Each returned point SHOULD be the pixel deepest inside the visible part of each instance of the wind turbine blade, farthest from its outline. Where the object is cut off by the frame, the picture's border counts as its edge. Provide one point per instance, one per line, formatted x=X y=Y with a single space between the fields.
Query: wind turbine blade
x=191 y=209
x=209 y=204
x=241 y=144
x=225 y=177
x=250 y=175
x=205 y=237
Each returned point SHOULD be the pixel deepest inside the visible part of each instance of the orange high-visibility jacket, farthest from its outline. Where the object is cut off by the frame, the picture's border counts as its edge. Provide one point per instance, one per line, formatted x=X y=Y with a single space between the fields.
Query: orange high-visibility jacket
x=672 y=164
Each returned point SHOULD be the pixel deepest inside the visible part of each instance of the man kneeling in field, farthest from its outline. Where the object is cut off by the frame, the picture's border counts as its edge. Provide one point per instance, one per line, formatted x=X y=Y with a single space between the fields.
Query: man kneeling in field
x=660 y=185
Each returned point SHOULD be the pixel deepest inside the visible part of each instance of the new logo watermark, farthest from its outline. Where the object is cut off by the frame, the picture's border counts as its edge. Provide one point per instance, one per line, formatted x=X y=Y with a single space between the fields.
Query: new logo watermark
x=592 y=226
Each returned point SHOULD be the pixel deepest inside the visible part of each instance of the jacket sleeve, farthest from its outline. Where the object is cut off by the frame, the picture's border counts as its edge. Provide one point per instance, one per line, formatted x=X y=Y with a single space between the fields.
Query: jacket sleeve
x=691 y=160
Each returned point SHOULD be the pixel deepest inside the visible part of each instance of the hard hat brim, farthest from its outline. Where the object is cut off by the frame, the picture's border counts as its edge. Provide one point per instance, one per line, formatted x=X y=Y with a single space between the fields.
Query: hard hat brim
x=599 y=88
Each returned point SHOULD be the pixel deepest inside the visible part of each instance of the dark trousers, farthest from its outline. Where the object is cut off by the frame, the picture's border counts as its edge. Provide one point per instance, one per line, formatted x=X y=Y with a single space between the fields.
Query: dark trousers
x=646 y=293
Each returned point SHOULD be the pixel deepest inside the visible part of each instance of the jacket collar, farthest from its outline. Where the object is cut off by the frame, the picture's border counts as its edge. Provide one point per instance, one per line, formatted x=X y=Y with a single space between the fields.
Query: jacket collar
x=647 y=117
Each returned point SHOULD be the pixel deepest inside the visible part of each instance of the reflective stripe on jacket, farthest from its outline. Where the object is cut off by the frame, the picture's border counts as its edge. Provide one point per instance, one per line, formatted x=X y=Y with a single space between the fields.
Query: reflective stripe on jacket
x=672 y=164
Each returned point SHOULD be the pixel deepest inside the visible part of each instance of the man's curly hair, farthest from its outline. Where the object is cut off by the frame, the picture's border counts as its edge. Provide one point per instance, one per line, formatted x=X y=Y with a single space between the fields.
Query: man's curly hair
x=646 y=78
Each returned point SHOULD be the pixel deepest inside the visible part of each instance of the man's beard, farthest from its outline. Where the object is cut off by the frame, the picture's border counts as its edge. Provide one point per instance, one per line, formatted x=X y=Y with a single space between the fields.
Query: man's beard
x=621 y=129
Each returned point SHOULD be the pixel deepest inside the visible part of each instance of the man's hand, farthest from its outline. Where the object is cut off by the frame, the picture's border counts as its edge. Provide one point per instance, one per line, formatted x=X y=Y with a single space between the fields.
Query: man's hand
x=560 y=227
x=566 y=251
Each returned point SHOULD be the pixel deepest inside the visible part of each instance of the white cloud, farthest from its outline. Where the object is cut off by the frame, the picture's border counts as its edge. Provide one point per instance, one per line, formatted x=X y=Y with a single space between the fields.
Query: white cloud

==================================================

Work to be completed = Every line of the data above should be reproduced word for word.

Answer box =
Each returned point SHOULD be the pixel deepest inside the visible part of each instance of the wind turbine blade, farthest from its outline. Where the object is cut off by the frame, the picture's border counts as its edge. Provide one point per instance, one per line, formatted x=X y=Y with a single space between the fields.
Query: wind turbine blade
x=191 y=209
x=209 y=204
x=241 y=144
x=225 y=177
x=250 y=175
x=205 y=237
Each returned point SHOULD be the pixel deepest inside the visible part of each instance of the orange high-visibility jacket, farthest from its outline. Where the object is cut off by the frame, the picture's border counts as its edge. Provide one point per instance, one per line, formatted x=X y=Y with a single space between the fields.
Query: orange high-visibility jacket
x=672 y=164
Each returned point SHOULD be the pixel deepest inside the visible part of each instance of the man kneeling in field, farthest from its outline. Where the object is cut off by the frame, the picture's border counts as its edge. Provide one point per instance, one per line, formatted x=X y=Y with a single space between the fields.
Query: man kneeling in field
x=660 y=185
Each returned point SHOULD be the pixel deepest inside the visible part of each instance of the new logo watermark, farthest from its outline. Where the object is cut off by the frame, the picture's border counts as its edge. Provide one point per instance, one per line, formatted x=X y=Y with a single space between the fields.
Query: new logo watermark
x=592 y=226
Each returned point SHOULD be the pixel deepest inside the visible part of each instance of the jacket sleeve, farthest from its outline. Where the object is cut off by the frame, the picture's border counts as its edge. Provide one point per instance, one per line, formatted x=X y=Y with a single space between the fields.
Query: jacket sleeve
x=691 y=160
Each returned point SHOULD be the pixel deepest inside the visible part of each instance of the hard hat brim, farthest from its outline. Where the object is cut off by the frame, the picture's border counts as its edge. Provide one point per instance, one per line, formatted x=X y=Y with a single space between the fields.
Query: hard hat brim
x=599 y=88
Each returned point SHOULD be the pixel deepest inside the visible part of each instance of the dark trousers, farthest from its outline. Where the object is cut off by the frame, the picture's border counts as its edge. Provide one point per instance, one per line, formatted x=X y=Y with a single space between the fields.
Query: dark trousers
x=646 y=293
Each returned point SHOULD be the pixel deepest inside the visible part of each instance of the jacket collar, farthest from its outline. Where the object is cut off by the frame, the picture's border counts as its edge. Provide one point per instance, one per line, formatted x=X y=Y with a single space between the fields.
Query: jacket collar
x=647 y=117
Each returned point SHOULD be the pixel deepest inside the visible part of each instance of the reflective stripe on jacket, farthest from its outline. Where the object is cut off by the frame, the picture's border counts as its edge. Provide one point per instance, one per line, formatted x=X y=Y with a single space between the fields.
Query: reflective stripe on jacket
x=672 y=164
Each returned point SHOULD be the pixel deepest inside the visible part of each instance of the man's curly hair, farthest from its outline. Where the object is cut off by the frame, the picture's border counts as its edge. Provide one point per instance, one per line, formatted x=X y=Y with a single space between the fields.
Query: man's curly hair
x=646 y=78
Each returned point SHOULD be the pixel deepest inside the visible part of each instance of the man's beard, farthest from its outline. Where the object is cut off by the frame, the picture's border counts as its edge. Provide one point per instance, one per line, formatted x=X y=Y with a single space between the fields.
Query: man's beard
x=621 y=129
Each returned point SHOULD be the pixel deepest inside the visible part of each instance of the man's hand, farthest from its outline. Where the object is cut off by the frame, the picture's border counts as its edge. Provide one point per instance, one per line, formatted x=X y=Y with a single space between the fields.
Query: man's hand
x=560 y=227
x=566 y=251
Each returned point SHOULD be the pixel deepest inside the visible part of each instance of the white cloud, farthest from its outline. Where the object is cut off by the frame, the picture's border counts as its edge. Provide one point per instance, one per line, formatted x=X y=Y with a single space between the fields.
Query: white cloud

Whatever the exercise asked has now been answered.